THE TASK: Which lines in the records below contain the word "tire"? Copy each of those lines in full.

>>

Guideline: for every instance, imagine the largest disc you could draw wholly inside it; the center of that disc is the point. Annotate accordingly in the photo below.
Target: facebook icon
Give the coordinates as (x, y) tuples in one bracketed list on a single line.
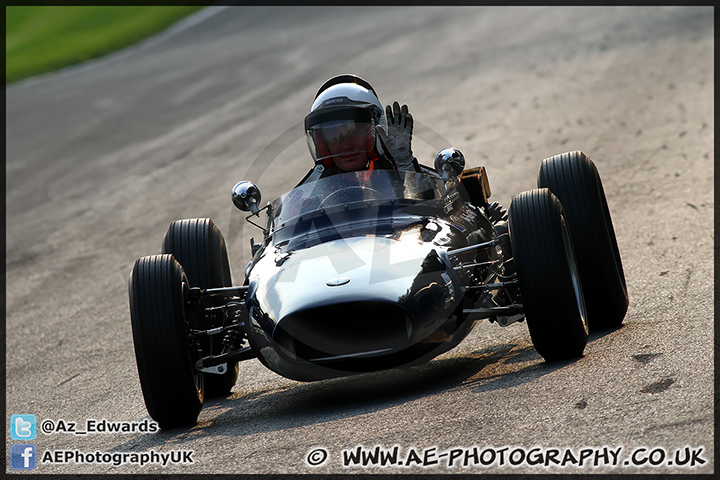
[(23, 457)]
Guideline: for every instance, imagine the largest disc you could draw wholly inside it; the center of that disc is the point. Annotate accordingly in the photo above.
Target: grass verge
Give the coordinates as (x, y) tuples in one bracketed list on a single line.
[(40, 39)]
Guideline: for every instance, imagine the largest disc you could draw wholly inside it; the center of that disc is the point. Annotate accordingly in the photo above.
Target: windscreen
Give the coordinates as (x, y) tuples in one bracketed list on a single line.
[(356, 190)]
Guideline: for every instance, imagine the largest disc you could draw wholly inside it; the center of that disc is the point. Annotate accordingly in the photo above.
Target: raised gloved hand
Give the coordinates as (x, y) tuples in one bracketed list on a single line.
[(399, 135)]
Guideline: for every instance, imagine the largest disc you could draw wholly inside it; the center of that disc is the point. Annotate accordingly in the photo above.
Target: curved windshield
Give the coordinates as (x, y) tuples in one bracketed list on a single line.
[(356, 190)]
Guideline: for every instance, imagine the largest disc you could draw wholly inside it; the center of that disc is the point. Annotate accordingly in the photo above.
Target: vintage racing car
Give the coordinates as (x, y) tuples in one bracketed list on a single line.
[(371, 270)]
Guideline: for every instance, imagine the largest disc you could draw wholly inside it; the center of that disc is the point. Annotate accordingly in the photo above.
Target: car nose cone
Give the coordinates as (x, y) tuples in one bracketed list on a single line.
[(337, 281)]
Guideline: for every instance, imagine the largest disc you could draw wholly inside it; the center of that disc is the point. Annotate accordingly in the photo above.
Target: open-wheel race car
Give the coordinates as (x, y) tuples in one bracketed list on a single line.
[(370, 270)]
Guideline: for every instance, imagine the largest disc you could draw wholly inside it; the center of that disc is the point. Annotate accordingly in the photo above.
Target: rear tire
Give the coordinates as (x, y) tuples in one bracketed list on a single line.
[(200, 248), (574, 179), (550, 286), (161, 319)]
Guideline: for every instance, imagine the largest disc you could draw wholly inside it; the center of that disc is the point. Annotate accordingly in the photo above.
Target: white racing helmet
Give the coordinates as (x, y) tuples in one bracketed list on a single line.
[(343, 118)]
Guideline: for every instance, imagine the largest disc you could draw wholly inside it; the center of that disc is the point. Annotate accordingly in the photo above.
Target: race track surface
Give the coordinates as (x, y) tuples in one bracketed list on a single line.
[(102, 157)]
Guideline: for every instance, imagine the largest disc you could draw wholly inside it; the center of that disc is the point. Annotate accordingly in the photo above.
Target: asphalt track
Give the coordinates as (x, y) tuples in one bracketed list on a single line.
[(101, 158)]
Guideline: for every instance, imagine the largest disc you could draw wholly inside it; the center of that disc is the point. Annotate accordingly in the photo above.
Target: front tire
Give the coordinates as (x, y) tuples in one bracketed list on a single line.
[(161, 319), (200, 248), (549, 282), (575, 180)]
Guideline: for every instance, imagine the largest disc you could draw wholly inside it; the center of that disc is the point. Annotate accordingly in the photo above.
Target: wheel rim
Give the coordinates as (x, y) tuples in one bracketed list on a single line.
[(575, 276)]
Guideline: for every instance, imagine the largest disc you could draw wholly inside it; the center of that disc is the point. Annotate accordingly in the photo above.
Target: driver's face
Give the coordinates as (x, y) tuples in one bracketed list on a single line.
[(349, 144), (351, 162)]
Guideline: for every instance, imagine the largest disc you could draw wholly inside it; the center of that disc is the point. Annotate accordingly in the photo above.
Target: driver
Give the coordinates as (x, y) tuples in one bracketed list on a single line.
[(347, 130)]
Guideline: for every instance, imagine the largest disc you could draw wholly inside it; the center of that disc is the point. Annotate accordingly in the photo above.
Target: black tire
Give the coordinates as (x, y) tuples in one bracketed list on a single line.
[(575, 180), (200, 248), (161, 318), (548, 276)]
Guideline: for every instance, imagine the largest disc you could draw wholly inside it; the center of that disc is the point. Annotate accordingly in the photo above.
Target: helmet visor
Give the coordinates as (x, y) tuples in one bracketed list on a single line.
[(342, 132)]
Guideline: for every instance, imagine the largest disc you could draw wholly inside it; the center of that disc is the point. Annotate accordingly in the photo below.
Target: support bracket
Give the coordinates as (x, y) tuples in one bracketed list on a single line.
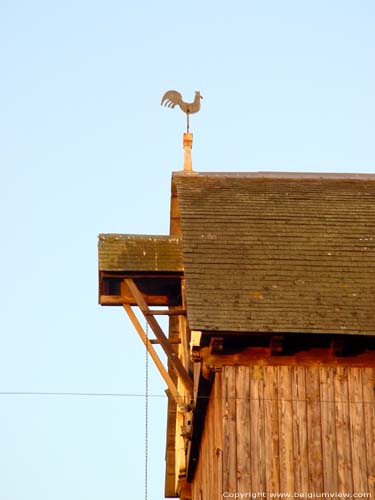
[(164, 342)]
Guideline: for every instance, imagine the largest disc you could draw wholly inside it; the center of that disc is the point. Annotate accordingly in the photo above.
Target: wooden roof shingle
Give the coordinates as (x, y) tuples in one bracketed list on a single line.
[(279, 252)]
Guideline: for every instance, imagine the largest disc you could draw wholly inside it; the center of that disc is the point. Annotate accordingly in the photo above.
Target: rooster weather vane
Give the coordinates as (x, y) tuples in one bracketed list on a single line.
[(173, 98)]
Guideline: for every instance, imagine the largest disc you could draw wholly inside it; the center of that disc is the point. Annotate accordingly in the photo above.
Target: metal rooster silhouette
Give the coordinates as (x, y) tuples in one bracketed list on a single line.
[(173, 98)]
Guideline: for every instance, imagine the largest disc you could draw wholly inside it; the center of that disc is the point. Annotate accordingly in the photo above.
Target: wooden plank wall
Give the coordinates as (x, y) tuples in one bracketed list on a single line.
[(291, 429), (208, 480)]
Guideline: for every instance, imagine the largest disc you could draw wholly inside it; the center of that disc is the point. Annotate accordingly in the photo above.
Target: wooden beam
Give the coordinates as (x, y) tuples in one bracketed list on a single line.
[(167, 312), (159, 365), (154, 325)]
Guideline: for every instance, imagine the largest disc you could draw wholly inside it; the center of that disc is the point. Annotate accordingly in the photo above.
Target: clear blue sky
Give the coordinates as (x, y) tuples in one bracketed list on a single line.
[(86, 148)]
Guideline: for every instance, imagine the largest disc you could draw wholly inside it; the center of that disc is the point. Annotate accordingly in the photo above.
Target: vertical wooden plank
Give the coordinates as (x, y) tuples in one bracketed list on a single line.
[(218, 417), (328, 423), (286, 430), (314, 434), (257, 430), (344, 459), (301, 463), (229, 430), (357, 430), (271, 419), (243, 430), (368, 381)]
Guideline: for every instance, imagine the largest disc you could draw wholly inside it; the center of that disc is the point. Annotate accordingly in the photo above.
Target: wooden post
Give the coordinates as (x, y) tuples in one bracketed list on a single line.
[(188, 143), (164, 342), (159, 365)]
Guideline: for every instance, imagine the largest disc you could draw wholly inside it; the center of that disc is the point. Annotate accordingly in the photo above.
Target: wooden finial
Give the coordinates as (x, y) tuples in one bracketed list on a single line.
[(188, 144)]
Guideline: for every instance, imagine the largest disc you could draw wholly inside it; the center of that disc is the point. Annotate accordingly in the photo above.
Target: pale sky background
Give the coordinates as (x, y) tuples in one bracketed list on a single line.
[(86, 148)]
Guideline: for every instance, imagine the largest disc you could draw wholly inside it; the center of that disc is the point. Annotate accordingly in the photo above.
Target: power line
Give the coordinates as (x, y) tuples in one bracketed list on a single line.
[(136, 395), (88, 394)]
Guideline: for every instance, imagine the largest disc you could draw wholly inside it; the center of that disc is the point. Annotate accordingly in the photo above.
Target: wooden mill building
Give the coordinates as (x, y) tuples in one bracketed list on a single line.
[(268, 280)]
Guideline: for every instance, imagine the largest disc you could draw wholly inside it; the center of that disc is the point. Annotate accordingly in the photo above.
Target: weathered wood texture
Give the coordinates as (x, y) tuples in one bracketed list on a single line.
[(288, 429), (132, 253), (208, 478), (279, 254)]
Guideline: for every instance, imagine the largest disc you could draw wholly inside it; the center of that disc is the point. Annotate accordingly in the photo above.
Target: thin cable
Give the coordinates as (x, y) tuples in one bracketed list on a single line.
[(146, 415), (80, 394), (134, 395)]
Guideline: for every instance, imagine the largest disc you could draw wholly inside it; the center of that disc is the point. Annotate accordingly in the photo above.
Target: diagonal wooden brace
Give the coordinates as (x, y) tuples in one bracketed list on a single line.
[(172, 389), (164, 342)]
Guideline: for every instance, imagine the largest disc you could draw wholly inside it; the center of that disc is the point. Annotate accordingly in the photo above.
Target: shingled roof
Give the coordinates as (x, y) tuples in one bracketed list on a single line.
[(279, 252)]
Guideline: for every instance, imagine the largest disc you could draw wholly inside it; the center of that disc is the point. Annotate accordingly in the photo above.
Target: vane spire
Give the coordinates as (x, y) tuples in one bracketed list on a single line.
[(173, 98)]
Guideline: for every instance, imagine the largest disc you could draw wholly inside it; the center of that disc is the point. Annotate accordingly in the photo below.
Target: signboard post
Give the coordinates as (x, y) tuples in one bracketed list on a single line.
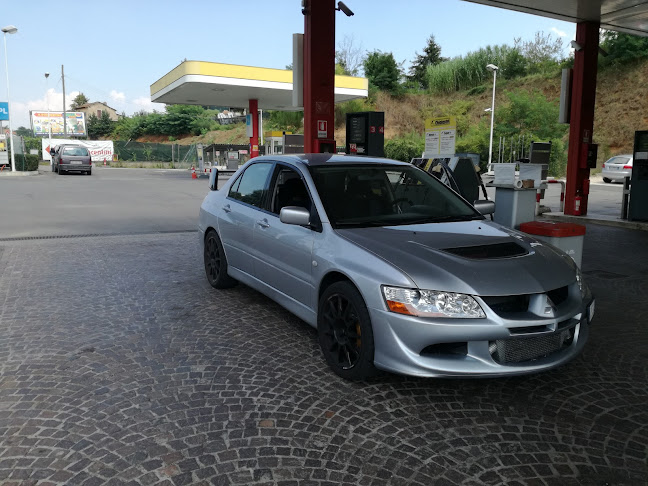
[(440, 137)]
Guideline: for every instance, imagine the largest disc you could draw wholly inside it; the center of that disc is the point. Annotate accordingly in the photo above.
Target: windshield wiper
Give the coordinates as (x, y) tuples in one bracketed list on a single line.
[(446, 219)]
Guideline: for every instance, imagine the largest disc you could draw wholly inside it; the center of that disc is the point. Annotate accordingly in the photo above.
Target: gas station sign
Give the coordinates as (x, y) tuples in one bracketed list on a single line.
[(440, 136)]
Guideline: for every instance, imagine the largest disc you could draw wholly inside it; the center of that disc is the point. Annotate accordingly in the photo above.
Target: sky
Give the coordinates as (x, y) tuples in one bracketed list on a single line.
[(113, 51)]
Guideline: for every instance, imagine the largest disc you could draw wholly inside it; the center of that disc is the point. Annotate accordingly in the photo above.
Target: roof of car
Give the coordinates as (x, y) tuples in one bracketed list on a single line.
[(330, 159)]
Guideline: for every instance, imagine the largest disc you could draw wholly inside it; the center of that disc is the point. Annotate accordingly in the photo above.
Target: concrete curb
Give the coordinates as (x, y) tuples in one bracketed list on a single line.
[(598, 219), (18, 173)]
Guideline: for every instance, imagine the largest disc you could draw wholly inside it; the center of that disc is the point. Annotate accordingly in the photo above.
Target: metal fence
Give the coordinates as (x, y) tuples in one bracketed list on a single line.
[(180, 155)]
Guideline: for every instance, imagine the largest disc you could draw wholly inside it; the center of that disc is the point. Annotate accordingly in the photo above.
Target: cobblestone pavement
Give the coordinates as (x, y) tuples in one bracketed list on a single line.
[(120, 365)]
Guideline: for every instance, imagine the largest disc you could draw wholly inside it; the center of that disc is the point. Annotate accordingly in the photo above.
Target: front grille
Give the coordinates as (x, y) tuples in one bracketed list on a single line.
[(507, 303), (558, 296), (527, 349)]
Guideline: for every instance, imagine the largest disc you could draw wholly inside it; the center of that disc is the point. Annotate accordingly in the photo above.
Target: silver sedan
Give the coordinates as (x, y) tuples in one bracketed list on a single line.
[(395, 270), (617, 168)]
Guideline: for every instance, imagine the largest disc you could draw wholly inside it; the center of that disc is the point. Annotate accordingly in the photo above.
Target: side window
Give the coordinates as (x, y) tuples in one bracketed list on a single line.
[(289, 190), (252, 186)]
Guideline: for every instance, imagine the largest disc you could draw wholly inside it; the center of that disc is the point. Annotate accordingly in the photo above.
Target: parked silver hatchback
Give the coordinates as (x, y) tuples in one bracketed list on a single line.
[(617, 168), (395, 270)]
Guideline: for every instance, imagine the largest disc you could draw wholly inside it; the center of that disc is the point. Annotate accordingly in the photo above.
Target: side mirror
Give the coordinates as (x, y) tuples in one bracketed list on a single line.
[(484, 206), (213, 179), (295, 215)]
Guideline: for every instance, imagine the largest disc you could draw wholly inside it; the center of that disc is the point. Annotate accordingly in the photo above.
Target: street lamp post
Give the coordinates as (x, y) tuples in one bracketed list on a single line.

<<

FINAL ANSWER:
Target: rear tire
Target: front tire
Target: black tire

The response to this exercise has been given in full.